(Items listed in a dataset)
:::
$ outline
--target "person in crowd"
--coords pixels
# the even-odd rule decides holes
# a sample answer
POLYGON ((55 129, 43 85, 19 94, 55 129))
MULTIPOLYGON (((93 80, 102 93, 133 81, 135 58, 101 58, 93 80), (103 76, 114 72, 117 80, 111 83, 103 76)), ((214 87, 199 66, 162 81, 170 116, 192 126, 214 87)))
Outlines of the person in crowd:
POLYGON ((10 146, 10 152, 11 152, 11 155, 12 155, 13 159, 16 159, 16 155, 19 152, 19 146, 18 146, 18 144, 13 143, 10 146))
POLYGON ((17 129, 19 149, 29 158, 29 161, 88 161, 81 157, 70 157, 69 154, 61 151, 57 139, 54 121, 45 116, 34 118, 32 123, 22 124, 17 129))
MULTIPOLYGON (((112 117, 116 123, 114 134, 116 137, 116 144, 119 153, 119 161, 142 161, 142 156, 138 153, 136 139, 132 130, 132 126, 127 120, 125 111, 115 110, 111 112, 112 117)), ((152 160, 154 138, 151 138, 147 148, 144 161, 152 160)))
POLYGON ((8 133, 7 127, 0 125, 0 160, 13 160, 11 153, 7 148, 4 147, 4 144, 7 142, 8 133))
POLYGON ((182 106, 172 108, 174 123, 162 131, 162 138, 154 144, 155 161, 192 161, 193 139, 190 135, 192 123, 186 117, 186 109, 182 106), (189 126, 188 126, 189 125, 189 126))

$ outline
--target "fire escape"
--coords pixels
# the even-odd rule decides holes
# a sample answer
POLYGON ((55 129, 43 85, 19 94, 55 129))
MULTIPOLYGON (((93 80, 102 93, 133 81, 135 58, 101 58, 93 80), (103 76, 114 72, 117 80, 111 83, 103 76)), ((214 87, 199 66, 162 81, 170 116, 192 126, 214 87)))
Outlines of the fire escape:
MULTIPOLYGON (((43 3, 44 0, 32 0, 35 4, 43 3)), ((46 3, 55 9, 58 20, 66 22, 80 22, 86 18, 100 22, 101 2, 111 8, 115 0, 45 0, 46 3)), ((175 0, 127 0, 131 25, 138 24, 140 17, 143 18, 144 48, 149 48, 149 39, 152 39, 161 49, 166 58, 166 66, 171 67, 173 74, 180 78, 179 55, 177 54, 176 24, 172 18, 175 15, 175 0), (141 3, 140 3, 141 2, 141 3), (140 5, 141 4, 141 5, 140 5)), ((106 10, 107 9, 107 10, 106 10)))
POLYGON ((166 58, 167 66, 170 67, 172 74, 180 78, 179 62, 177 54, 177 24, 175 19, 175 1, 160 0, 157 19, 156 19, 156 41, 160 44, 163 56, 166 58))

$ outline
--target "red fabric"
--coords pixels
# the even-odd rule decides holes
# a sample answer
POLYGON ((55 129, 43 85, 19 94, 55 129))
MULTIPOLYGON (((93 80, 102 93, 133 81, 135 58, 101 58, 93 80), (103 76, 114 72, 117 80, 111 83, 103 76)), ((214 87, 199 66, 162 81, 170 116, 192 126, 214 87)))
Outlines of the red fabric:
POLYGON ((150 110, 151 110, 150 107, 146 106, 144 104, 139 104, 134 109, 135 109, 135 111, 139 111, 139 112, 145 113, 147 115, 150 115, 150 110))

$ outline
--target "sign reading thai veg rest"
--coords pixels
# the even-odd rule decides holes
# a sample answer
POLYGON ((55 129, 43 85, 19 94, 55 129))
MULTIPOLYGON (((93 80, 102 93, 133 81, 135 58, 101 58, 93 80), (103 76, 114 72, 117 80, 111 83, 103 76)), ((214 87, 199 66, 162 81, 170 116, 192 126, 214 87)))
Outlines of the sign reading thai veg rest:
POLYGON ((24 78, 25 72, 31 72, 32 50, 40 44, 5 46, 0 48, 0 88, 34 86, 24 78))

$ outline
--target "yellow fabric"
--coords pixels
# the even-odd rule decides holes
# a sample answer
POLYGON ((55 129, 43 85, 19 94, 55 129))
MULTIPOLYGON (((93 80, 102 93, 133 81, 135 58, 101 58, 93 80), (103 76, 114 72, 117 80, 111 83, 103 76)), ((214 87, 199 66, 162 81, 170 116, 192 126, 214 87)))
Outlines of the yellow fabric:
:::
--- Aim ---
Please give every line of the records above as a Markdown table with the columns Num and Line, numbering each line and leaving out blank lines.

--- Result of the task ---
| Num | Line |
|---|---|
| 1 | $ outline |
| 2 | --target "person in crowd" |
| 3 | --coords pixels |
| 4 | # the even-odd rule decides holes |
| 5 | # a sample answer |
| 6 | POLYGON ((55 129, 43 85, 19 94, 55 129)) |
| 7 | MULTIPOLYGON (((93 80, 102 93, 133 81, 135 58, 101 58, 93 80), (103 76, 114 72, 117 80, 111 83, 103 76)), ((214 87, 199 66, 162 81, 170 116, 192 126, 214 87))) |
| 8 | Outlines of the person in crowd: |
| 9 | POLYGON ((10 146, 10 152, 11 152, 11 155, 12 155, 13 159, 16 159, 16 155, 19 152, 19 146, 18 146, 18 144, 13 143, 10 146)) |
| 10 | POLYGON ((17 129, 19 149, 29 158, 29 161, 88 161, 81 157, 70 157, 69 154, 61 151, 57 139, 54 121, 45 116, 34 118, 32 123, 22 124, 17 129)) |
| 11 | MULTIPOLYGON (((112 117, 116 123, 114 134, 116 137, 116 144, 119 153, 119 161, 142 161, 142 156, 138 153, 136 139, 132 130, 132 126, 127 120, 125 111, 115 110, 111 112, 112 117)), ((152 160, 154 138, 151 138, 147 148, 144 161, 152 160))) |
| 12 | POLYGON ((8 133, 7 127, 0 125, 0 160, 13 160, 11 153, 7 148, 4 147, 4 144, 7 142, 8 133)) |
| 13 | POLYGON ((182 106, 172 108, 174 123, 162 131, 162 138, 154 144, 155 161, 192 161, 193 139, 190 135, 192 123, 186 117, 186 109, 182 106), (189 126, 188 126, 189 125, 189 126)) |
| 14 | $ outline |
| 15 | --target "fire escape" |
| 16 | --coords pixels |
| 17 | # the even-odd rule decides holes |
| 18 | # a sample answer |
| 19 | POLYGON ((55 129, 43 85, 19 94, 55 129)) |
| 20 | MULTIPOLYGON (((93 80, 102 93, 133 81, 135 58, 101 58, 93 80), (103 76, 114 72, 117 80, 111 83, 103 76)), ((214 87, 199 66, 162 81, 170 116, 192 126, 214 87))) |
| 21 | Outlines of the fire escape: |
| 22 | MULTIPOLYGON (((43 3, 44 0, 32 0, 35 4, 43 3)), ((46 3, 55 9, 58 20, 66 22, 80 22, 86 18, 100 22, 101 2, 111 8, 115 0, 45 0, 46 3)), ((175 0, 127 0, 131 25, 138 24, 140 17, 143 18, 144 48, 149 48, 149 39, 152 39, 161 49, 166 58, 166 66, 171 67, 173 74, 180 78, 179 55, 177 54, 176 24, 172 18, 175 15, 175 0), (141 3, 140 3, 141 2, 141 3), (140 5, 141 4, 141 5, 140 5)), ((106 10, 107 9, 107 10, 106 10))) |
| 23 | POLYGON ((166 58, 167 66, 170 67, 172 74, 180 78, 179 62, 177 54, 177 24, 175 19, 175 1, 160 0, 157 19, 156 19, 156 41, 160 44, 163 56, 166 58)) |
| 24 | $ outline |
| 25 | --target "red fabric" |
| 26 | --coords pixels |
| 27 | # the even-odd rule decides holes |
| 28 | # a sample answer |
| 29 | POLYGON ((55 129, 43 85, 19 94, 55 129)) |
| 30 | MULTIPOLYGON (((93 80, 102 93, 133 81, 135 58, 101 58, 93 80), (103 76, 114 72, 117 80, 111 83, 103 76)), ((214 87, 199 66, 162 81, 170 116, 192 126, 214 87))) |
| 31 | Outlines of the red fabric: |
| 32 | POLYGON ((150 110, 151 110, 150 107, 146 106, 144 104, 139 104, 134 109, 135 109, 135 111, 139 111, 139 112, 145 113, 147 115, 150 115, 150 110)) |
| 33 | $ outline |
| 34 | --target "sign reading thai veg rest" |
| 35 | --coords pixels |
| 36 | # the even-odd rule decides holes |
| 37 | # a sample answer |
| 38 | POLYGON ((55 129, 43 85, 19 94, 55 129)) |
| 39 | MULTIPOLYGON (((93 80, 102 93, 133 81, 135 58, 101 58, 93 80), (103 76, 114 72, 117 80, 111 83, 103 76)), ((214 87, 199 66, 162 81, 170 116, 192 126, 214 87))) |
| 40 | Outlines of the sign reading thai veg rest: |
| 41 | POLYGON ((24 78, 25 72, 31 72, 32 50, 40 44, 5 46, 0 48, 0 88, 34 86, 24 78)) |
| 42 | $ outline |
| 43 | --target "yellow fabric" |
| 44 | --coords pixels |
| 45 | # the even-odd rule decides holes |
| 46 | # a sample answer |
| 47 | POLYGON ((55 129, 43 85, 19 94, 55 129)) |
| 48 | MULTIPOLYGON (((93 80, 102 93, 133 81, 135 58, 101 58, 93 80), (103 76, 114 72, 117 80, 111 83, 103 76)), ((214 87, 199 66, 162 81, 170 116, 192 126, 214 87))) |
| 49 | Outlines of the yellow fabric: |